[Records shown]

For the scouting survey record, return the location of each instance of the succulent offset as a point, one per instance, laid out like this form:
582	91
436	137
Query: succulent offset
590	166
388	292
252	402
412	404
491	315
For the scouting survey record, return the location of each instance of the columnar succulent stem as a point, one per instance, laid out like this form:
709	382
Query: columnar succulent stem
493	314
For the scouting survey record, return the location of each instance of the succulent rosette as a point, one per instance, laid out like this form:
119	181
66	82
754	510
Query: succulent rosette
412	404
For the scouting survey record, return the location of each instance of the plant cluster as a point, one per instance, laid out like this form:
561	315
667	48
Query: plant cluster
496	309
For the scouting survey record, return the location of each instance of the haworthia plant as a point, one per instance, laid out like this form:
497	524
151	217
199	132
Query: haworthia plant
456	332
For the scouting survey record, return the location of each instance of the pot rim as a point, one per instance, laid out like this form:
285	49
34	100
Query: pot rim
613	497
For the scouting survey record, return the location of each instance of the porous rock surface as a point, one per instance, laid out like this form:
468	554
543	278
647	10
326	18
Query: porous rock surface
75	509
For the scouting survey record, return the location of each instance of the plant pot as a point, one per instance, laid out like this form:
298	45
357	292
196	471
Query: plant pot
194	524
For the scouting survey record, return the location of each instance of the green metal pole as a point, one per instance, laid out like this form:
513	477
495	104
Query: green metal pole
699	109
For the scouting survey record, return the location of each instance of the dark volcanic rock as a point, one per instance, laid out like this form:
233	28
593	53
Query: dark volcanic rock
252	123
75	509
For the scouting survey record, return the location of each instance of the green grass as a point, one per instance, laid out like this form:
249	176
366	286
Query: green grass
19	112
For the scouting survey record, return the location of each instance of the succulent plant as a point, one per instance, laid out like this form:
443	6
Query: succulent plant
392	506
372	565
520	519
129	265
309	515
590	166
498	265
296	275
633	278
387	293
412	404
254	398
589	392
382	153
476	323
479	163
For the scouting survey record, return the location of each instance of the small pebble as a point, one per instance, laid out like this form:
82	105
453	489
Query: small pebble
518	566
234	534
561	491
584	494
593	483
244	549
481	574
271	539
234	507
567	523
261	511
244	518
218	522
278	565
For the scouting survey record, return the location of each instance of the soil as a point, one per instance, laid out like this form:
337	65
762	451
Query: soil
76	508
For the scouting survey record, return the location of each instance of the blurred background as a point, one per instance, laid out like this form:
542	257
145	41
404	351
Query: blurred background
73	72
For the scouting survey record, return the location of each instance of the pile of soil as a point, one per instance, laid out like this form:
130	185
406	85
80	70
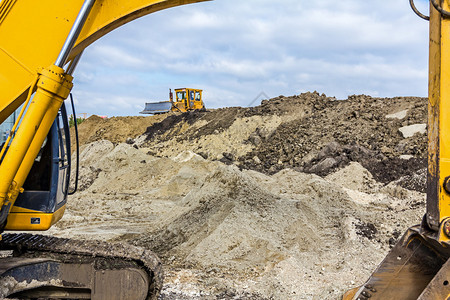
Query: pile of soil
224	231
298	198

[/Records shown]

What you need to do
Leave the images out. Set down all of the material above exactly.

Response
For the scouting survey record, return the location of each instance of the succulent offset as a point, one per instance, laid out like this form:
582	91
436	137
Query: succulent offset
590	166
388	292
252	402
412	404
491	315
For the scouting survey record, return the location of each instance of the columnar succulent stem as a point, one per instance, laid out like this form:
709	382
Query: columnar succulent stem
493	314
For the scouting survey record, return the location of each instance of the succulent rosette as a point, one per instance, laid out like this form:
119	181
66	82
754	510
Query: succulent rosette
412	404
For the scouting survey record, return the location of each instance of the plant cluster as a point, one per instance, laid out like this form:
561	315
667	48
Query: plant cluster
496	309
For the scouting survey record, return the location of each instance of the haworthia plant as a point, one per instance, laid out like this form:
497	524
151	217
199	132
Query: haworthia plant
456	332
For the scouting survey record, return the location of each instance of the pot rim as a point, one per instance, laid out like this form:
285	49
34	100
Query: pot rim
613	497
For the scouting survey record, return the location of each instance of the porous rock surface as a point, one per instance, laid out like this form:
468	554
543	278
647	10
326	18
Query: porous rock surface
75	509
For the scouting survey record, return the location of each instance of the plant pot as a point, one per instance, laid out like this form:
298	45
357	292
196	471
Query: plant pot
194	524
For the scouting survey record, return the location of each instance of the green metal pole as a point, one per instance, laid out like this form:
513	477
495	104
Query: green metal pole
699	109
For the scouting survey record, return the location of each instance of the dark volcanic rock as a point, one per instance, laid out like this form:
233	28
593	53
Query: dark volcanic rock
252	123
75	509
For the scouting survey record, return the location of each instance of the green grass as a point, one per instance, laid out like this form:
249	176
366	286
Query: green grass
19	112
For the scouting survey record, return the location of each instance of the succulent plant as a point, one per instance, laid out like this form:
443	6
Query: succulent plant
392	506
372	565
520	519
129	265
309	515
590	166
498	265
296	275
633	278
387	293
412	404
254	398
589	392
382	153
476	323
479	163
For the scouting survey record, return the location of each instance of the small pebble as a point, one per instance, laid out like this form:
82	105
453	489
Query: small pebble
518	566
234	534
561	491
584	494
593	483
244	549
481	574
271	539
234	507
567	523
261	511
244	518
218	522
278	565
For the scouting survey record, return the location of each instance of the soil as a point, one per instance, laid out like this form:
337	65
762	451
Query: soil
76	508
For the scouting survey record, return the location of each instance of the blurred background as a point, one per instance, laid out like this form:
542	257
145	41
404	351
Query: blurred background
73	72
For the scouting survey record, return the location of each instance of the pile of soil as a point, one per instance, laid out like this form:
130	185
406	85
80	70
Query: pile of soil
224	231
298	198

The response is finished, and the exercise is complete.